**Prompt:** Please write out the part of the Vinology review below starting at the words "In food fashion, local" and stopping after "hype was about.", copying it word for word.
───── Document segment
In food fashion, local is the new black. Chef Brandon Johns put his locovore stamp on Vinology before leaving to open his own uber-local restaurant, the Grange Kitchen & Bar, last summer. Since then, Vinology has been anxious to emphasize that it, too, still uses a lot of local ingredients. On a recent visit, our server said the magic word “local” five or six times in his opening spiel, making me restless to see what all the hype was about.
──────────
───── Material shown
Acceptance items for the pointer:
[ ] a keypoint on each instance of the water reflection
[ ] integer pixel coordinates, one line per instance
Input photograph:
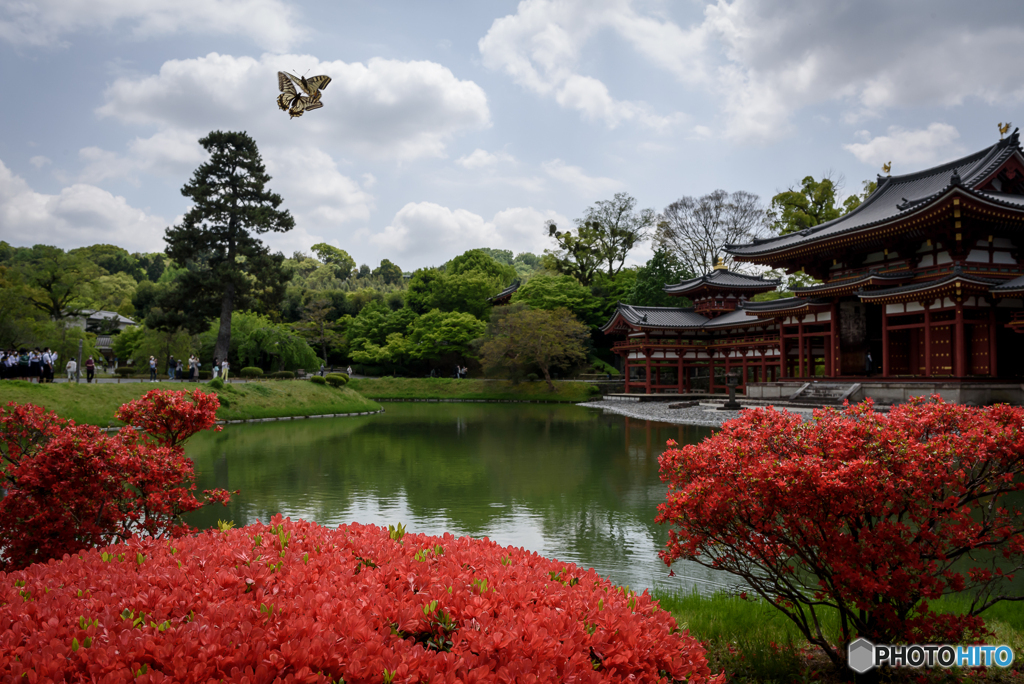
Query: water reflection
(565, 481)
──────────
**Task result:**
In food fashion, local is the new black. Chef Brandon Johns put his locovore stamp on Vinology before leaving to open his own uber-local restaurant, the Grange Kitchen & Bar, last summer. Since then, Vinology has been anxious to emphasize that it, too, still uses a lot of local ingredients. On a recent visit, our server said the magic word “local” five or six times in his opening spiel, making me restless to see what all the hype was about.